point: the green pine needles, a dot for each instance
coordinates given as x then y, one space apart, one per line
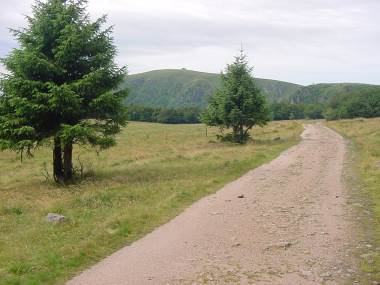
62 85
238 104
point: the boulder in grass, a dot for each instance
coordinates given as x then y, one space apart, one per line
55 218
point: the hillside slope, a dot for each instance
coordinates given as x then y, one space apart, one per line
320 93
185 88
178 88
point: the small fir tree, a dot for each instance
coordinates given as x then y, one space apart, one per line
61 85
238 104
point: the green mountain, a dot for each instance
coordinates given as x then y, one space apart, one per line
173 88
178 88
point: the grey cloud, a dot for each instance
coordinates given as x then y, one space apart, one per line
294 40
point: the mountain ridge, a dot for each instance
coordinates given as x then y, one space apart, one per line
179 88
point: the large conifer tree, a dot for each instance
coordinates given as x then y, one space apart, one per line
238 104
61 84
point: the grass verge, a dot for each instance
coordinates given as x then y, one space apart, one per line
365 135
153 173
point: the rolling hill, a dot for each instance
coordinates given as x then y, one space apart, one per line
175 88
178 88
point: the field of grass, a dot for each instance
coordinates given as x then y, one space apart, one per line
153 173
365 135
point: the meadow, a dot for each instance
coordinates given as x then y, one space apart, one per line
153 174
365 137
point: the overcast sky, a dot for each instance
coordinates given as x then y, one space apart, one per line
299 41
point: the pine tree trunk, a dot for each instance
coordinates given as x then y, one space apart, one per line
57 160
68 161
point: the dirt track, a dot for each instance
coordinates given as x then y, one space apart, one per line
289 228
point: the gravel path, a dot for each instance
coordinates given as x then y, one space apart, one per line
282 223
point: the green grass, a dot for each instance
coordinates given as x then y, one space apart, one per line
153 173
365 135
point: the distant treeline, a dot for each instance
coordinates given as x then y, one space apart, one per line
364 103
164 115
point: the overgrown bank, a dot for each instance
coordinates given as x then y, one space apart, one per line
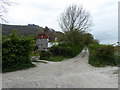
61 51
16 52
103 55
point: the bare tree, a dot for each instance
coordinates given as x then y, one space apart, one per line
75 17
3 9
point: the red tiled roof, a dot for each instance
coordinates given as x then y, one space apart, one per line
41 36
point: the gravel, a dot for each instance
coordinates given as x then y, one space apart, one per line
71 73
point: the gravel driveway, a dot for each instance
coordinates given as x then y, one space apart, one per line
72 73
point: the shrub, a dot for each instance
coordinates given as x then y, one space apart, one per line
102 55
16 51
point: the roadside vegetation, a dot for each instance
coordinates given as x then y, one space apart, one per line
16 52
103 55
75 23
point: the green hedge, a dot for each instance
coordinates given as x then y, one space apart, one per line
66 49
16 51
102 55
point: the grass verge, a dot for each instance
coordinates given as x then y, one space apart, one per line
20 67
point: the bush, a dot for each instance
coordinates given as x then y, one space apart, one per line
102 55
61 51
66 49
16 51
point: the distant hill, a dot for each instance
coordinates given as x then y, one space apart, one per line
30 29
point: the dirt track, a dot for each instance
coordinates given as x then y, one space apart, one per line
72 73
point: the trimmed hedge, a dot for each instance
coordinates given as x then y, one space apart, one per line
16 51
102 55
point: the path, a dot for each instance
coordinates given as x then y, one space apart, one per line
72 73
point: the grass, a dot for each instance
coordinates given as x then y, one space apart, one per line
104 59
39 61
20 67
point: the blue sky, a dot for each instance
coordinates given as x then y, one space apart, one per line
104 14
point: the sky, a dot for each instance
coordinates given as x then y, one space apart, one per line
104 14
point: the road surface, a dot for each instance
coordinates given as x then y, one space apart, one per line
71 73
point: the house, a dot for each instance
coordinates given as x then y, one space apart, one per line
42 41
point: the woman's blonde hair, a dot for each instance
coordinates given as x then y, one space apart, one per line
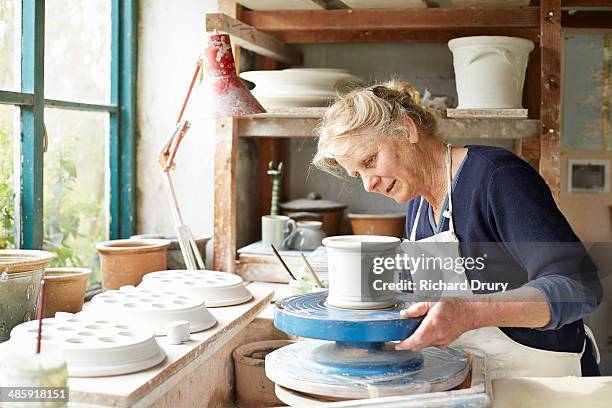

• [Problem requirements]: Please return every line from the material above where the string "distant" occurs.

• [Exercise output]:
point: the distant treeline, a dot for each instance
point: the distant hill, a dot for each instance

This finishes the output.